| SUPPLIED PASSAGE |
◇ ◇ ◇

FromDennis Lee Bieber <wlfraed@ix.netcom.com>
Date2013-09-22 12:53 -0400
Message-ID<mailman.246.1379868839.18130.python-list@python.org>
In reply to#54506
On Fri, 20 Sep 2013 19:34:02 +0000 (UTC), John Gordon <gordon@panix.com>
declaimed the following:

>In <mailman.196.1379702349.18130.python-list@python.org> Jabba Laci <jabba.laci@gmail.com> writes:
>
>> Let's take this simple exercise:
>
>> "Write a function that receives a list and decides whether the list is
>> sorted or not."
>
>> Here the output of the function is either True or False, so I cannot
>> test it with my current method.
>
>Make a master input file and a master output file for each exercise.  If
>the student program's output matches the master output when run from the
>master input, then it is correct.

◇ ◇ ◇

| RECORD LIST |
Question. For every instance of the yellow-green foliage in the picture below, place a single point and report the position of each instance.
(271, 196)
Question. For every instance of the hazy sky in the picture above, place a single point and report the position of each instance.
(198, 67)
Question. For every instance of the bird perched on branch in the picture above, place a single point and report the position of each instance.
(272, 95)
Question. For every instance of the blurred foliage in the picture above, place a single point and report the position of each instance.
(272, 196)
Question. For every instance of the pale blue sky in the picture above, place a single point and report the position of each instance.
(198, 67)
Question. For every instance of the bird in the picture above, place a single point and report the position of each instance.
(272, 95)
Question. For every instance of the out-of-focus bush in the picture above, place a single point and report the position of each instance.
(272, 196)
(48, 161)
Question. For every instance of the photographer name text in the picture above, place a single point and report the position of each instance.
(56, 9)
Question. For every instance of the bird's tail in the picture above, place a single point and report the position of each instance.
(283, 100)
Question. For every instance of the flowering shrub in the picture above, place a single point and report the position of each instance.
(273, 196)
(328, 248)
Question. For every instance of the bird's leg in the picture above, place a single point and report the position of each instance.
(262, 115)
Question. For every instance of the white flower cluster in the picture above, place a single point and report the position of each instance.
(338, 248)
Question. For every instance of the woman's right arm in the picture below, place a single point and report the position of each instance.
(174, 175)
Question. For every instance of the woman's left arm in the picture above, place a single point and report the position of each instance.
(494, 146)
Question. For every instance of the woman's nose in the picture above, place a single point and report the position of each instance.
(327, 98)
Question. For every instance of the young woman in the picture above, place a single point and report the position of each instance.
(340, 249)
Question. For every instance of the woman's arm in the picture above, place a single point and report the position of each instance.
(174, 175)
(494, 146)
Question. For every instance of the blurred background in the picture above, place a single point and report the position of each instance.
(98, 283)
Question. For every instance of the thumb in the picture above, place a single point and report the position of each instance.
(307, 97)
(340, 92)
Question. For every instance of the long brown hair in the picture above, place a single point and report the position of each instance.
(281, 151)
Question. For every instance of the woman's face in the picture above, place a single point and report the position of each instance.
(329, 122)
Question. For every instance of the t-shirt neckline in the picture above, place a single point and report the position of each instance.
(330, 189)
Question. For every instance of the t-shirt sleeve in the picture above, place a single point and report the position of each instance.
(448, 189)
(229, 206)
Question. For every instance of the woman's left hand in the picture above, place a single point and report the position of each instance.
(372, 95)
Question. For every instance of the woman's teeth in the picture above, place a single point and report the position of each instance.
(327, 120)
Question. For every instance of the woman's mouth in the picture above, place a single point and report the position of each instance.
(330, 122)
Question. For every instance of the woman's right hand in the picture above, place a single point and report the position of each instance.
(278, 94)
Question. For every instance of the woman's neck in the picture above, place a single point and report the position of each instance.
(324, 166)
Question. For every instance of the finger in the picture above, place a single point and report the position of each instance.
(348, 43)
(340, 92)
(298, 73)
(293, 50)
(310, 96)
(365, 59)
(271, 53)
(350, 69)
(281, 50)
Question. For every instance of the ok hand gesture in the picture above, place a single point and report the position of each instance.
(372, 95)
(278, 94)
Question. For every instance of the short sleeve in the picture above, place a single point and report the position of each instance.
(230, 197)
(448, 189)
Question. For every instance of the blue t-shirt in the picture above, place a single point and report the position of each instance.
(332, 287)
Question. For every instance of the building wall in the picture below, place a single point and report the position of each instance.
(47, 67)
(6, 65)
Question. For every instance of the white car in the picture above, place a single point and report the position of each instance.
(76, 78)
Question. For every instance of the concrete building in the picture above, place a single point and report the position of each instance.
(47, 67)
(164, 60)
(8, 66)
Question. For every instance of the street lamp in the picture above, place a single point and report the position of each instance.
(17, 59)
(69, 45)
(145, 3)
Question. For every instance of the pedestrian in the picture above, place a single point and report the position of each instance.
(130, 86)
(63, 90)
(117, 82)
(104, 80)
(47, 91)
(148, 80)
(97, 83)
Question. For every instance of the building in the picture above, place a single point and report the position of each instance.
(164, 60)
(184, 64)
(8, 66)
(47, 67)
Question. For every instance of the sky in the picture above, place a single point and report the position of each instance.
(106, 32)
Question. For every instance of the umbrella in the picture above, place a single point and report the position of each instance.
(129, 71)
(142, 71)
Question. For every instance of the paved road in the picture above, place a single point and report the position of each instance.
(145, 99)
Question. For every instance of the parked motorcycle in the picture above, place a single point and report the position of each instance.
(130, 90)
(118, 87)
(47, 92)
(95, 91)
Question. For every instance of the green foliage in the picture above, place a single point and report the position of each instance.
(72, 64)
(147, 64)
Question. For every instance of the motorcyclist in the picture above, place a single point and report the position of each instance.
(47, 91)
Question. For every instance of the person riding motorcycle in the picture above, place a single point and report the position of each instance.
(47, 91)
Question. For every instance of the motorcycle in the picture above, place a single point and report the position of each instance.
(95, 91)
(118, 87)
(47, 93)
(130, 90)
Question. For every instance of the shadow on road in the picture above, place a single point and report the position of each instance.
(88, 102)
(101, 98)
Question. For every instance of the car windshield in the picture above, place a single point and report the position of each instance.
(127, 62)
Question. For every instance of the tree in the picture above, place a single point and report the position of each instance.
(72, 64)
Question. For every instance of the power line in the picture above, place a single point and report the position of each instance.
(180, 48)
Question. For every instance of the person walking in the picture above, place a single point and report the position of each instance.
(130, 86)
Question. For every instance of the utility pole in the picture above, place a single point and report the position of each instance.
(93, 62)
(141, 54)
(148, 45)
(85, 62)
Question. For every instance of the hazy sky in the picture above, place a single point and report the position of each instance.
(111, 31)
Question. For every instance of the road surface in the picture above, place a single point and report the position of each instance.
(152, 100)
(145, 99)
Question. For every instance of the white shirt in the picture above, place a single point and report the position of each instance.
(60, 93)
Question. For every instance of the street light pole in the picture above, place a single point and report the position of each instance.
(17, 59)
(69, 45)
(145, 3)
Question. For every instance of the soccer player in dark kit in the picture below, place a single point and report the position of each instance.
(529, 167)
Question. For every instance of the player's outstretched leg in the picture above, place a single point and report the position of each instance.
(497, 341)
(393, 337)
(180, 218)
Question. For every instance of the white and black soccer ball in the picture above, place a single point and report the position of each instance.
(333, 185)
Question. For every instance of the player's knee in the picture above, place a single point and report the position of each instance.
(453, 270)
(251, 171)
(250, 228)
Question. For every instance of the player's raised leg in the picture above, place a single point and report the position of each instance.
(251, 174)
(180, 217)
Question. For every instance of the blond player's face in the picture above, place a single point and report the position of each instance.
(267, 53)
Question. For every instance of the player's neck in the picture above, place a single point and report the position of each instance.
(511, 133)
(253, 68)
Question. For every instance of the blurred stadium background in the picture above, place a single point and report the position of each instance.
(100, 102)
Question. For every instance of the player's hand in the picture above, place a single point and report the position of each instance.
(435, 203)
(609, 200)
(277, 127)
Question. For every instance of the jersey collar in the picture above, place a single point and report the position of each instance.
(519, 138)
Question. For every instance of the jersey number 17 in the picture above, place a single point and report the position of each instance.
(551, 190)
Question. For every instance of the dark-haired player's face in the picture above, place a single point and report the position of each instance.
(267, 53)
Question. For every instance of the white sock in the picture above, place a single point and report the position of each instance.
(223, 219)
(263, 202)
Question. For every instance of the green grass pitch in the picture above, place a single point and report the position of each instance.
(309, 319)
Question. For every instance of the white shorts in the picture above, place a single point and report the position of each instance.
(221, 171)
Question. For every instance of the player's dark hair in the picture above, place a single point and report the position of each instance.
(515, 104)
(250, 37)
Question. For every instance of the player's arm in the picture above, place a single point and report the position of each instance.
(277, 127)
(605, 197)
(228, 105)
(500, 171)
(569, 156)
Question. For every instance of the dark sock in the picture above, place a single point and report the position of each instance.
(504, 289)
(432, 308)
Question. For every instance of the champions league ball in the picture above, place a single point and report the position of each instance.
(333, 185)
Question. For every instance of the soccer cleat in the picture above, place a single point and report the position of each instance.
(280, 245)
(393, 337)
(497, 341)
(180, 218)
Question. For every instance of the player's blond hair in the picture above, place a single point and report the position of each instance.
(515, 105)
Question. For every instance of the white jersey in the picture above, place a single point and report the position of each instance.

◇ ◇ ◇

| WRITTEN EXERCISE |
Carry on the Python mailing-list reply about grading student exercises, starting after its last line and writing the next few lines.

| OUTPUT FOR THIS EXERCISE |
	As long as the student doesn't have access to the master in/out data,
but only examples...

	Hearsay in my junior year at college was of a senior who couldn't
manage to get his program to work -- so he basically embedded lots of
output statements which basically wrote the expected output, based on
access to the test input data.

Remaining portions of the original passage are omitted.